Your goal:
Do these statements agree with the article on Forever 21's bankruptcy? Answer yes or no for each and quote the words of the article that decide it.
1. Forever 21 was founded in California in 1984.
2. This is the first time Forever 21 has filed for bankruptcy protection.
3. Forever 21's stores closed as soon as the company filed.

Reading text:
+ + + + +

BY: Walker
Published 6 hours ago
Forever 21 has filed for bankruptcy protection for a second time as traffic in U.S. shopping malls fades and competition from online retailers like Amazon, Temu and Shein intensifies.
The operator of Forever 21’s U.S. unit said Sunday that foreign competition from fast-fashion rivals, rising costs, economic challenges and evolving consumer trends were to blame. For the time being, stores and the company’s U.S. website will remain open as the company starts winding down operations and seeks a last-minute bidder for its assets.
Founded in 1984 by Korean immigrants in California, Forever 21 grew to $1 billion in annual sales by 2005. The store quickly became a mall staple for millennials looking for designer-inspired styles, alongside fellow low-cost retailer H&M and the pricier Abercrombie & Fitch. Forever 21’s sales peaked at more than $4 billion a decade later, and founders Jin Sook and Do Won “Don” Chang were estimated to hold a combined net worth of $5.9 billion.

+ + + + +

Supplied information:

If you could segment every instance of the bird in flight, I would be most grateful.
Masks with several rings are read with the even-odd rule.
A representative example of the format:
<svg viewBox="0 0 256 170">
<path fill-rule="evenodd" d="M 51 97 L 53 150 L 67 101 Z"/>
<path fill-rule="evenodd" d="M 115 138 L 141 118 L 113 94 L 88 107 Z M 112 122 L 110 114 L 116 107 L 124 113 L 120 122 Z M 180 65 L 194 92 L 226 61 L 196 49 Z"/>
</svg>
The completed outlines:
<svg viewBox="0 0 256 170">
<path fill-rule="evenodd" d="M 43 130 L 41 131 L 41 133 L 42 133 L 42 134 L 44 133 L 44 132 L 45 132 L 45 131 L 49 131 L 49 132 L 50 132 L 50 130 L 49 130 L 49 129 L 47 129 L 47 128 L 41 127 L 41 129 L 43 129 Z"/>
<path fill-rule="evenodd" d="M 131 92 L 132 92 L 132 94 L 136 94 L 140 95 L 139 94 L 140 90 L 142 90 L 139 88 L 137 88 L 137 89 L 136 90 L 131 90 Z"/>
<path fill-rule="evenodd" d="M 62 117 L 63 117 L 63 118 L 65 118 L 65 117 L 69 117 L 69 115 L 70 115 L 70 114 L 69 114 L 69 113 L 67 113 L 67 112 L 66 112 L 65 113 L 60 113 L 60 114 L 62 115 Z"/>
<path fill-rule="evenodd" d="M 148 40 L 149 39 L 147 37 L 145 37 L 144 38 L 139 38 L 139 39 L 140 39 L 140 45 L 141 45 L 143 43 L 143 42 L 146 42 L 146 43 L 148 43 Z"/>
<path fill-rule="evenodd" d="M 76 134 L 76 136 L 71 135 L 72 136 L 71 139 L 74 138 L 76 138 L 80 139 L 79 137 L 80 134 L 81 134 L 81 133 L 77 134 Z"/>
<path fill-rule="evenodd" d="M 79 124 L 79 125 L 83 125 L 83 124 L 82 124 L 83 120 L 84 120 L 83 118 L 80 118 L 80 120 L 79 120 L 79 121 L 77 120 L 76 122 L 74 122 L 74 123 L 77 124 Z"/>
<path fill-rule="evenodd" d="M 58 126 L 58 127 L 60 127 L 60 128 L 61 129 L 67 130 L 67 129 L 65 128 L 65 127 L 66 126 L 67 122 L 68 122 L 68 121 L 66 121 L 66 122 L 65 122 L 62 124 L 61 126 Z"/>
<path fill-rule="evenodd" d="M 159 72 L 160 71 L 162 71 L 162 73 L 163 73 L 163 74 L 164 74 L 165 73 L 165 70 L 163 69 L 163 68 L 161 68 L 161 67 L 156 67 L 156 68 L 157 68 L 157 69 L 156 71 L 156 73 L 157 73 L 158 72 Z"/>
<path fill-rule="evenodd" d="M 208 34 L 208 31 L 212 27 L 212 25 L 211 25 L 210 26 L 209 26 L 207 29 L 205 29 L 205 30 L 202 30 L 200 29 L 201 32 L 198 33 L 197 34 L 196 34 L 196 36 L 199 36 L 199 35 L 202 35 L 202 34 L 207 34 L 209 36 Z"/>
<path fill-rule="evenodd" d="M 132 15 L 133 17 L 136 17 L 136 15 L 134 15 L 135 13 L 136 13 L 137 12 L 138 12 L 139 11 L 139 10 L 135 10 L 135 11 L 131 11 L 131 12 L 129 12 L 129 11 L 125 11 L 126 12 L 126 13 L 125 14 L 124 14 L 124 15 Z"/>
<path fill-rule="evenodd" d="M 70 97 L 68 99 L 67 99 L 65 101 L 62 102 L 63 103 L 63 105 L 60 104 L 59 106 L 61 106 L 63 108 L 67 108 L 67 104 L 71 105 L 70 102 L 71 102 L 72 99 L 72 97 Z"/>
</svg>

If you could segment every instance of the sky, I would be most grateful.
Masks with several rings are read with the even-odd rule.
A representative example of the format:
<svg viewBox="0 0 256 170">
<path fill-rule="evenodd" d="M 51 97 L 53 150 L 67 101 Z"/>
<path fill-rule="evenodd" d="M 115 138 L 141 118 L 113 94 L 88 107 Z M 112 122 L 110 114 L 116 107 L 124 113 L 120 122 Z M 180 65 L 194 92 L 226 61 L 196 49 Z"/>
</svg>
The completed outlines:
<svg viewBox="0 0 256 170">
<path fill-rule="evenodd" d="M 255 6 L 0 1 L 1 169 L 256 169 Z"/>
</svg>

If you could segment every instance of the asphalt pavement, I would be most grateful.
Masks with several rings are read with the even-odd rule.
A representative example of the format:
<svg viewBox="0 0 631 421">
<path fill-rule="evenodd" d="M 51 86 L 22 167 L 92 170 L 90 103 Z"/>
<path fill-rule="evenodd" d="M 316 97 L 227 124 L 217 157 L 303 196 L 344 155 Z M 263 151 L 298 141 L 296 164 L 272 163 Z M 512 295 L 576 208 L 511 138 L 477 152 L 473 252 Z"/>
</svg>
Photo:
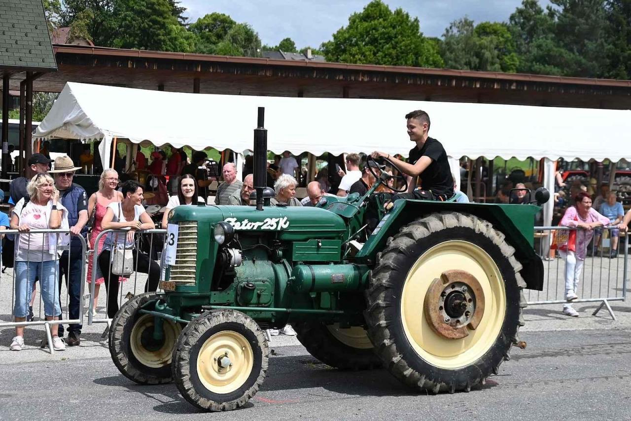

+ + + + +

Reply to the exercise:
1. Yes: "Founded in 1984 by Korean immigrants in California"
2. No: "Forever 21 has filed for bankruptcy protection for a second time"
3. No: "For the time being, stores and the company’s U.S. website will remain open"